§ **Exercise brief**
From the line that contains "Query: white car" to the end of the records below, copy every line exactly. Both the first and last of these lines count.

Data to examine below:

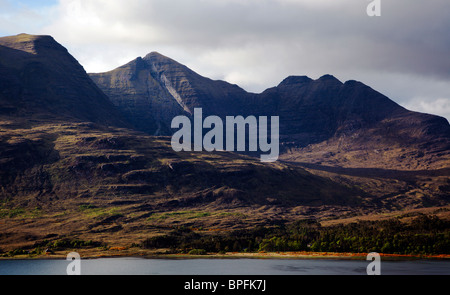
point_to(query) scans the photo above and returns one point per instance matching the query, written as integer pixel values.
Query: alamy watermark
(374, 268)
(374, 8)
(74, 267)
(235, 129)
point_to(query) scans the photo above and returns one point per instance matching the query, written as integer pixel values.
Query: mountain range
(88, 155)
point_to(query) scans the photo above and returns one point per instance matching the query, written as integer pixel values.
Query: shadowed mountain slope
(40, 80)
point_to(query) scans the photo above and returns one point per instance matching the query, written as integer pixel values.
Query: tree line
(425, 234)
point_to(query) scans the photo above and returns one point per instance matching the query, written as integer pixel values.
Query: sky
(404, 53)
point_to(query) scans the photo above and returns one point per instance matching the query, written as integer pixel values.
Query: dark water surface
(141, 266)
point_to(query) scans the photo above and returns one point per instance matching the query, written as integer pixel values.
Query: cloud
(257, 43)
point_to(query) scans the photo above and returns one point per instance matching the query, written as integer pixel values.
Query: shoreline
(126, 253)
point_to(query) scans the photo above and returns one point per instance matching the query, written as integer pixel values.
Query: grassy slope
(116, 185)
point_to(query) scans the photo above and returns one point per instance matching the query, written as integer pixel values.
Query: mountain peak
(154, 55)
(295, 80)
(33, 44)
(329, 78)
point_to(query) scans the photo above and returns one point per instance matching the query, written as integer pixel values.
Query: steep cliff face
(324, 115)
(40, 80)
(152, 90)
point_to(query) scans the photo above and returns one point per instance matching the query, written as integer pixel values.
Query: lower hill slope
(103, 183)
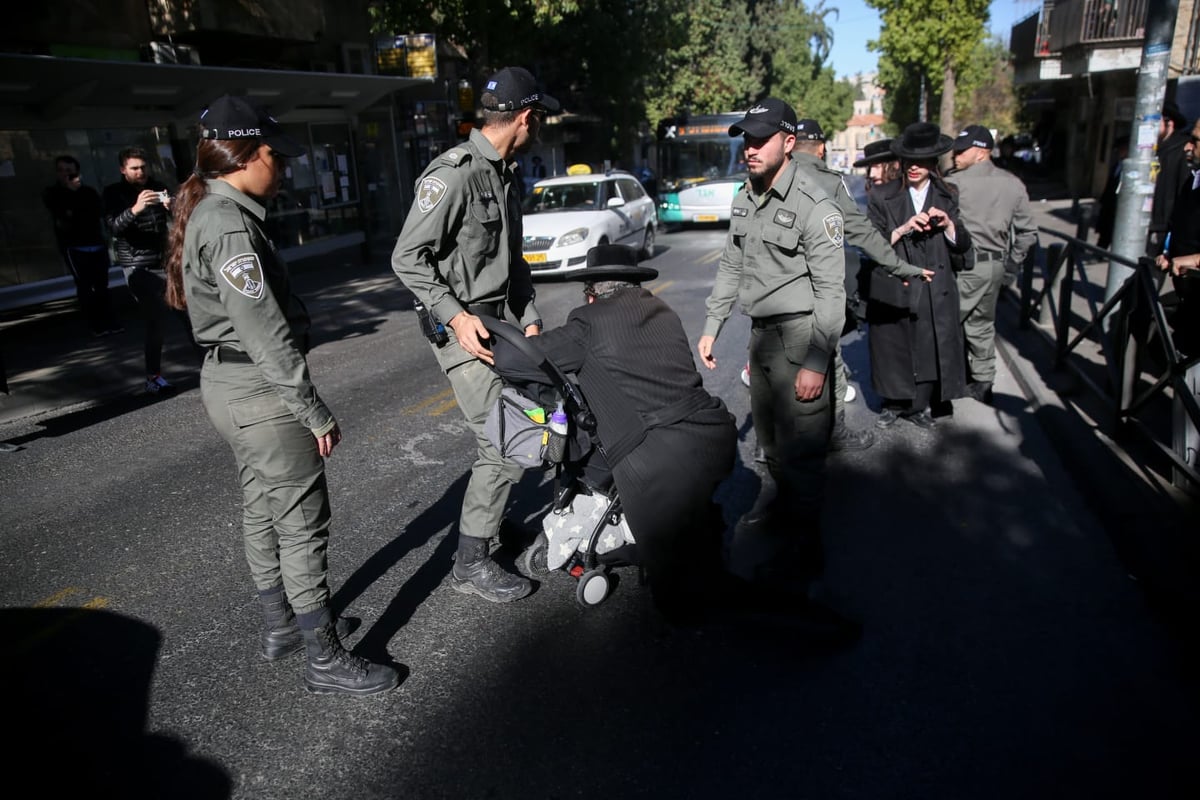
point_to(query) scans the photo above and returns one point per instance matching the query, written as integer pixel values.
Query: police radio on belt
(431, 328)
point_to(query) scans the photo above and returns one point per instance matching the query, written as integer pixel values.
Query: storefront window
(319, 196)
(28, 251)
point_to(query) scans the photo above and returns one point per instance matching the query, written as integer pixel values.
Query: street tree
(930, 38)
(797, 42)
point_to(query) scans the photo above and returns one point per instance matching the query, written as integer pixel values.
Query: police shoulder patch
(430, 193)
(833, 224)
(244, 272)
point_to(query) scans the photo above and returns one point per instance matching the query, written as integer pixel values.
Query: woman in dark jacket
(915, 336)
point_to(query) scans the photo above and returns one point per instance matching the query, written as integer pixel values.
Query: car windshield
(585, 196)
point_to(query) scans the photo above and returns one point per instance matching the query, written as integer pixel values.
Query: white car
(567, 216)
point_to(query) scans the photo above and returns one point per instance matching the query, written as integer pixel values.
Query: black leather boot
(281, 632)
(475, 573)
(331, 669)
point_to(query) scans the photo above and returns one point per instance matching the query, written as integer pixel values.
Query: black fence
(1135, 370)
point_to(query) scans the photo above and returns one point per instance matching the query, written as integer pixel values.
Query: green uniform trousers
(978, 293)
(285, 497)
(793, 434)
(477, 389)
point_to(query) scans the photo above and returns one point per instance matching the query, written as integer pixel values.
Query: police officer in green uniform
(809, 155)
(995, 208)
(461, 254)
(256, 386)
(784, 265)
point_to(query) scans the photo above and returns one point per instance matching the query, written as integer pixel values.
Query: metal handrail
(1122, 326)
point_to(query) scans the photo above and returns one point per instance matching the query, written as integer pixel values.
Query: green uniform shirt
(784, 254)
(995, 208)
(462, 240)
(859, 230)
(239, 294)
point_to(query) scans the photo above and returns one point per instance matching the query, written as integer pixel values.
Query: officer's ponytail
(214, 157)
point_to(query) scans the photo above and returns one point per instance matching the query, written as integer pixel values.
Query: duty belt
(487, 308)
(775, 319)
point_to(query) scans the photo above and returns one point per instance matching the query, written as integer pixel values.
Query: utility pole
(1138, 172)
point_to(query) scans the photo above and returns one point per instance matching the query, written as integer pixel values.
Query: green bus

End of Data to examine.

§ **Exercise response**
Query: white car
(567, 216)
point_to(query) scans the photo above and returns one point per instance matching the query, written as integer pixel values.
Query: black leather boot
(281, 632)
(475, 573)
(331, 669)
point_to(query) scans the photo above and returns one point per instance matching the query, written as integer pixel values.
Query: black fence
(1135, 370)
point_to(query) scans the photo above and returns one point per instance matching the query, written as integer pixel values.
Query: green uniform trousers
(978, 293)
(285, 497)
(793, 434)
(477, 389)
point_to(query) scans the photo above and returns one point per instance matching the query, written as integer pixel values.
Query: police officer in green uniform
(809, 155)
(995, 208)
(461, 254)
(256, 386)
(784, 265)
point_to(query) scans the photo above and returns one point per instance matching the query, written as integer pixel values.
Query: metal handrail
(1122, 326)
point_to(query) scans the photo above and returns one point per instance matching the query, written as integer pixel values.
Query: green uniform shirt
(784, 254)
(995, 208)
(462, 240)
(859, 230)
(239, 294)
point_to(query) scans the photo above and returns one point per instance matching the query, written as integer pixel values.
Query: officer's ponytail
(214, 157)
point_to(query) scans the photo above and returns one point per instance matching the query, written as integer pixel values.
Query: duty belt
(487, 308)
(775, 319)
point_to(query) scans the photo above and returns one point per instance matching the query, written as integer pixel values.
Query: utility pole
(1138, 172)
point_to(query) scans the photo above and returns one point per instance matching the query, written as integer pixel values.
Query: green bus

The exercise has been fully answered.